### Task brief
When the line with "Query: chair armrest" appears below, start repeating lines exactly, and keep going through the line with "the microphone, returning"; add nothing outside that span.

▼

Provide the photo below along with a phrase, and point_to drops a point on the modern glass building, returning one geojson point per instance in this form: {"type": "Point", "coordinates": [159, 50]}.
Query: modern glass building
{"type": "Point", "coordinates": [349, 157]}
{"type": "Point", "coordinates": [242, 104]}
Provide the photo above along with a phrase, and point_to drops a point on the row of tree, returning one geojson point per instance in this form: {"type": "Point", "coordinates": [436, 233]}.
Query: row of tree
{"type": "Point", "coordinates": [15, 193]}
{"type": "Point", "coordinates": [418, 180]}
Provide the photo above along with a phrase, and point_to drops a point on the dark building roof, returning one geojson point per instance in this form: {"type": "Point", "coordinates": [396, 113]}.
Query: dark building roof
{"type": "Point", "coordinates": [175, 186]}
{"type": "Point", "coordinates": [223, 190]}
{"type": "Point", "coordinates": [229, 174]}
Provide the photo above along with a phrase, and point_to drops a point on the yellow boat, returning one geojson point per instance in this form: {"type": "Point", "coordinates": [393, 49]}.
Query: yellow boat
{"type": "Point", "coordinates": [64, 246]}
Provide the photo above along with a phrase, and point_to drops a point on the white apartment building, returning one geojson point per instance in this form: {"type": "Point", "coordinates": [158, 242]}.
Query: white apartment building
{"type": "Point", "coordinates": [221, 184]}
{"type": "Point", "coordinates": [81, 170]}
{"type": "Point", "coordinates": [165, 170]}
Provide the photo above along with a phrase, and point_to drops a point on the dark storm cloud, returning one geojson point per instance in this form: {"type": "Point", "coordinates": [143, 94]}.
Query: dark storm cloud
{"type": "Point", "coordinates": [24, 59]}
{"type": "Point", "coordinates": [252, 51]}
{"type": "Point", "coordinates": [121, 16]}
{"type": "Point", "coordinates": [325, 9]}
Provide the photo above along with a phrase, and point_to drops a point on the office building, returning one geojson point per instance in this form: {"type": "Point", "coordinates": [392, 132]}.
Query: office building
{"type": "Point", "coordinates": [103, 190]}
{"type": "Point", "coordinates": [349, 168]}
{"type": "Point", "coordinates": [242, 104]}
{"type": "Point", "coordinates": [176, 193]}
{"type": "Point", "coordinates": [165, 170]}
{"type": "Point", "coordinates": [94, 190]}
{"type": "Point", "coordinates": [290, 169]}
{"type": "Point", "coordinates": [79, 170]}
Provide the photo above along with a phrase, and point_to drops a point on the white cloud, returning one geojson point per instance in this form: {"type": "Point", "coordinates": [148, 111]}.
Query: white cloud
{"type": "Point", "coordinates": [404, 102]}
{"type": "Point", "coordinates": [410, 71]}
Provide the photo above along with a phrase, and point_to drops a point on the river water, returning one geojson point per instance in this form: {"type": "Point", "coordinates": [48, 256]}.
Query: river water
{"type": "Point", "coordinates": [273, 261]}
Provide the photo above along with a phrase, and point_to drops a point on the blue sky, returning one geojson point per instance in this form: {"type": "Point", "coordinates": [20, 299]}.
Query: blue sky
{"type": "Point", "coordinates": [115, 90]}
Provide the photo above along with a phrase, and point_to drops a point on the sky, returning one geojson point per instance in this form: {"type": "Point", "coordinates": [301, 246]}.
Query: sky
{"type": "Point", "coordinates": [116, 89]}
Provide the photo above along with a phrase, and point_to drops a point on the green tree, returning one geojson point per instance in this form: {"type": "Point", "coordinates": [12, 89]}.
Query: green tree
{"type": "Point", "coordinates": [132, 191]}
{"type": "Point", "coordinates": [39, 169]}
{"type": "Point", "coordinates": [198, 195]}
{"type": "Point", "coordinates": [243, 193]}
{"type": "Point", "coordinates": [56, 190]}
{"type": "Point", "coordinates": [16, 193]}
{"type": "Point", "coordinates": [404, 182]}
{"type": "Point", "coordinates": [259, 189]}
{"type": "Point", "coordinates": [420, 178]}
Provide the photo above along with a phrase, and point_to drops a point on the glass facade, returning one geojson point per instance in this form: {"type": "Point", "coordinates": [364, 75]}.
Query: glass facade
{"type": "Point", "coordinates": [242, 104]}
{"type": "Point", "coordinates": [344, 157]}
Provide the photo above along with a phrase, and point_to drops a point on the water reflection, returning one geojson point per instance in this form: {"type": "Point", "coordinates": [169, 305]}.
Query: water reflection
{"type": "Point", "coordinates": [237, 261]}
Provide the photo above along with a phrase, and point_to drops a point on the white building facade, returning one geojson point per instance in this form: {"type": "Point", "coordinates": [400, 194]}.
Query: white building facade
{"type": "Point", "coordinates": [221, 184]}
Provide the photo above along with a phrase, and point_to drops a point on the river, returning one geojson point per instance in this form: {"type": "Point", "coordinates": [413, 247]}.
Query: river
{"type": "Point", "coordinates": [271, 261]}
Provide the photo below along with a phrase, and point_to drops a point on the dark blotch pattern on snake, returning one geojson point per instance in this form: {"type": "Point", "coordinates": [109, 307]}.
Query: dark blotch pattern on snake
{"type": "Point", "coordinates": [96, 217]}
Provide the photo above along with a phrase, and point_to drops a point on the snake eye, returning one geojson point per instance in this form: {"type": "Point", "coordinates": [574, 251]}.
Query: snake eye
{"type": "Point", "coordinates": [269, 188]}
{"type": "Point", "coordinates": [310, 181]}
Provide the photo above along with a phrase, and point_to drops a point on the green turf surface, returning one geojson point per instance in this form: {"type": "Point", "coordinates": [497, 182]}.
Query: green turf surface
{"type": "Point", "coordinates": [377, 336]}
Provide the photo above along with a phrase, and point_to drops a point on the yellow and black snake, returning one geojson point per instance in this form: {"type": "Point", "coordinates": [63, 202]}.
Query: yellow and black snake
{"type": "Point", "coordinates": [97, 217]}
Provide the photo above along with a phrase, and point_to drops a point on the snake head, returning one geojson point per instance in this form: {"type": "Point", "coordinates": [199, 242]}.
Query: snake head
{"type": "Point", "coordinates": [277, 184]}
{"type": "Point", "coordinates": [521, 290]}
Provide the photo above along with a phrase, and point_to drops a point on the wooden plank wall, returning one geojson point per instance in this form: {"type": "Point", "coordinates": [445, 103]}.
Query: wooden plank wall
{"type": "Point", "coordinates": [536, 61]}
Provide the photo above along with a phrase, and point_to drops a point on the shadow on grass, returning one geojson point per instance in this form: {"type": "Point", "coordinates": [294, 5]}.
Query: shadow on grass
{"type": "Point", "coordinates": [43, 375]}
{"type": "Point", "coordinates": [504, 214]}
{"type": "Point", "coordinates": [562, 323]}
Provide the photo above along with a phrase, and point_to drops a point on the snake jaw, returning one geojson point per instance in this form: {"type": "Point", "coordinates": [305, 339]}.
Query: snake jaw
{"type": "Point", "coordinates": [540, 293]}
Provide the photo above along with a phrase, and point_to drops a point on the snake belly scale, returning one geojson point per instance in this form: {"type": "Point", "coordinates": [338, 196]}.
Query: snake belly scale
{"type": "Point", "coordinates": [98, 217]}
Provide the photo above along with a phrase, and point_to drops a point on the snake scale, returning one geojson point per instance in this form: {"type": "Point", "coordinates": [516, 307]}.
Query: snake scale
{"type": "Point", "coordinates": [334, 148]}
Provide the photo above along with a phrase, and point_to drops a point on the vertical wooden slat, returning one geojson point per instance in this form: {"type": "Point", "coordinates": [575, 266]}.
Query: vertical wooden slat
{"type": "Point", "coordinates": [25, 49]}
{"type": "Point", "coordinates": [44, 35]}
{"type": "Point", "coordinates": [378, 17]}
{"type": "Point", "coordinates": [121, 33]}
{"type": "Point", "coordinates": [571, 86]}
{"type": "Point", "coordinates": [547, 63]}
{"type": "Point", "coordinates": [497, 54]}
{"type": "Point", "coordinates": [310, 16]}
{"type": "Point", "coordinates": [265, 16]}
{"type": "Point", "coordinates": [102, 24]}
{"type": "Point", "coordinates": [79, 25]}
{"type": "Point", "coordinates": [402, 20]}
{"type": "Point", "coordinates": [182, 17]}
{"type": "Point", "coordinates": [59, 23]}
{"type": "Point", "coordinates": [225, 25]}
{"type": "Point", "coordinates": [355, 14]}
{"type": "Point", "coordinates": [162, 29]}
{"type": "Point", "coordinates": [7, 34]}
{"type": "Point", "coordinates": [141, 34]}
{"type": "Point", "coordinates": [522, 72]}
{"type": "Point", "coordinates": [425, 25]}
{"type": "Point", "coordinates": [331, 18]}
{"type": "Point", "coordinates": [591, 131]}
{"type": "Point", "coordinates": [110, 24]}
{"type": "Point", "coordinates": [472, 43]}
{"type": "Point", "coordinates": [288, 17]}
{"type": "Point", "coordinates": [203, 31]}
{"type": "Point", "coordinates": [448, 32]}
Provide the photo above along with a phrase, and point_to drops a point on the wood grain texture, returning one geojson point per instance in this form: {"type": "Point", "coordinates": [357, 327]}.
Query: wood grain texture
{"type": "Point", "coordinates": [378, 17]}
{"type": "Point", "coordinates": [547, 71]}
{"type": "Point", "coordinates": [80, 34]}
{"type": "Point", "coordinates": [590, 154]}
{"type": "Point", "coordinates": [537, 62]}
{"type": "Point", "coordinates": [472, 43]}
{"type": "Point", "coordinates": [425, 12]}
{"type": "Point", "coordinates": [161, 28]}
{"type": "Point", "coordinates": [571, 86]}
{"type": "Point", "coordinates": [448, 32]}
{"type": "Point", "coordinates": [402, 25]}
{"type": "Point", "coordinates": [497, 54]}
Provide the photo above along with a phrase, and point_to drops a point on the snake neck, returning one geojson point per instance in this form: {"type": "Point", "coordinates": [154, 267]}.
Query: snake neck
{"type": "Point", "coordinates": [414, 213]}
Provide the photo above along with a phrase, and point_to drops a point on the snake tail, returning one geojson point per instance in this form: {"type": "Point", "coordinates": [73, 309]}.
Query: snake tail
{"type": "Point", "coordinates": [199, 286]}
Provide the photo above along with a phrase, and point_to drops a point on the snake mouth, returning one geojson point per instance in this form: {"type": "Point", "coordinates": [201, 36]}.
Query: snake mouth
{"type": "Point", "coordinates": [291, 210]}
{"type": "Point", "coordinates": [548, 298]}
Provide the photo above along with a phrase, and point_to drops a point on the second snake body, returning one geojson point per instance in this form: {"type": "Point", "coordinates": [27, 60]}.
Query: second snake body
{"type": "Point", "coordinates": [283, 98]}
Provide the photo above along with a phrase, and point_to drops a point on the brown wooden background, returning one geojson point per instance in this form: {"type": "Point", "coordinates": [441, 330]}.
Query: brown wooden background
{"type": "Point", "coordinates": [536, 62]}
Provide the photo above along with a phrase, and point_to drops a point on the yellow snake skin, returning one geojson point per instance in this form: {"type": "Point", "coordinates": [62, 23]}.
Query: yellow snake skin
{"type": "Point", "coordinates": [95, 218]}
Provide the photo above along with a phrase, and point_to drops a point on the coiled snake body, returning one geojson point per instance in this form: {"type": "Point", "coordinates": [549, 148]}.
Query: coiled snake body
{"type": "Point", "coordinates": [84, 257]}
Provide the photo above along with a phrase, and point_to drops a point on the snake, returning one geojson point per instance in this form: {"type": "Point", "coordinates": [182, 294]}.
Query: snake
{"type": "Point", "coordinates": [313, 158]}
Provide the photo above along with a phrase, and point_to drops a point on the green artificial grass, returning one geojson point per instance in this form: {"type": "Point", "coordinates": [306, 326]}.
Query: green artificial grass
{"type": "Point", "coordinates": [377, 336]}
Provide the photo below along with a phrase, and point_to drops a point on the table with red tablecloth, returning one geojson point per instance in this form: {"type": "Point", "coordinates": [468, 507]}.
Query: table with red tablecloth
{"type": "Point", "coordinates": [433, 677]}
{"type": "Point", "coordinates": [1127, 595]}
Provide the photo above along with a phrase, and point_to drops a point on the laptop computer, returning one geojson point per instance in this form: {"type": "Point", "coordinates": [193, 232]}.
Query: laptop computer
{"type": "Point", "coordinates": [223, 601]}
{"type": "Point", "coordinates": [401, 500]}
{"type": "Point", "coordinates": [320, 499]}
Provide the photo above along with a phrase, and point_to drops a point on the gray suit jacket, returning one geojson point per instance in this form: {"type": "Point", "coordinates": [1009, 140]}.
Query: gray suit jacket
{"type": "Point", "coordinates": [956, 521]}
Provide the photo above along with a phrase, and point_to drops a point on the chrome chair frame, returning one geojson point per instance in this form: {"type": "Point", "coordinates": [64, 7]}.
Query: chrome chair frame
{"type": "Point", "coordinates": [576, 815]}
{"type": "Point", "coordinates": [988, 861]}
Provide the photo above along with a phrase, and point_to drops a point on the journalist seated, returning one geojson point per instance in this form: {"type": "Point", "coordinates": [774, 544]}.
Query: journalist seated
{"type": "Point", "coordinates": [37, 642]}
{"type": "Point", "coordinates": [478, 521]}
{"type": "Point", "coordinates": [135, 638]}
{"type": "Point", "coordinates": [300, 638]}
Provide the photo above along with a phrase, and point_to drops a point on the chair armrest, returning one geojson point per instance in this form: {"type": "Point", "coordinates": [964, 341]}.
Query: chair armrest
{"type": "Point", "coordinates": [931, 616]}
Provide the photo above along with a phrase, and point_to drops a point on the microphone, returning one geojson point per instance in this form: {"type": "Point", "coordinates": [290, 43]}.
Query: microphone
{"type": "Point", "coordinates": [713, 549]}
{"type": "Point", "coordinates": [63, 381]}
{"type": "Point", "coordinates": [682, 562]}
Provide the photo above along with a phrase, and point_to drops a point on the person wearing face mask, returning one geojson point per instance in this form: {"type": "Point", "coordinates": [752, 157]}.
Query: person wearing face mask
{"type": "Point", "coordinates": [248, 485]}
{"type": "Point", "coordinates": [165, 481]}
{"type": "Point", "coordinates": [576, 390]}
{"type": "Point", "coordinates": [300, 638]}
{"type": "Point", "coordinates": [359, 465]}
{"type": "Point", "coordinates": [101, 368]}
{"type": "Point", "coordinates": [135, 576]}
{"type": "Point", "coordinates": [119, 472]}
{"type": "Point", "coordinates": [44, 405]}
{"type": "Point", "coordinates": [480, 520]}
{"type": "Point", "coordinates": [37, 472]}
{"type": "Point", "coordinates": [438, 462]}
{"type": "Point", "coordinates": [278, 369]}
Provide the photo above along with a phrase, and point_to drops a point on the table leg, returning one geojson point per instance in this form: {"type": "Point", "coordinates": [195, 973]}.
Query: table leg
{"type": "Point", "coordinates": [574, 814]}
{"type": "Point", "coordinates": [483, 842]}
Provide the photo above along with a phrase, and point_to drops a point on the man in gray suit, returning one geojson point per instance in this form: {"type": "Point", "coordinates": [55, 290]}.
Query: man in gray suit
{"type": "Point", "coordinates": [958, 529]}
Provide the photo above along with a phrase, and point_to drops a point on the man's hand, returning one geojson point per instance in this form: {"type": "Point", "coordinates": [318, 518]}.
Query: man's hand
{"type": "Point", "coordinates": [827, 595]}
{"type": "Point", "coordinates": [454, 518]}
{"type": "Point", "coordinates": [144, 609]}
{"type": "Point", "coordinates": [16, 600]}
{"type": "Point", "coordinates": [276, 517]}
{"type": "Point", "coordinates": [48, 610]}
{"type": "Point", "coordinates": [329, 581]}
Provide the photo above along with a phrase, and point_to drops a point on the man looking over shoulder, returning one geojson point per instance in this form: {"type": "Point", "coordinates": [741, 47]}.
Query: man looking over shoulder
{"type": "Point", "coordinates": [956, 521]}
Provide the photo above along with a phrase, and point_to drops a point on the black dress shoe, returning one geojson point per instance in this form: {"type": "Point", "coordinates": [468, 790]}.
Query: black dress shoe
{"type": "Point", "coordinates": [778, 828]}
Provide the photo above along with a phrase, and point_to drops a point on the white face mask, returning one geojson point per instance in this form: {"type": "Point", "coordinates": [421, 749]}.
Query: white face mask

▲

### Your response
Query: chair armrest
{"type": "Point", "coordinates": [931, 616]}
Provide the photo above along with a phrase, and point_to drops a point on the microphone, returning one geojson point per instance in this form: {"type": "Point", "coordinates": [290, 43]}.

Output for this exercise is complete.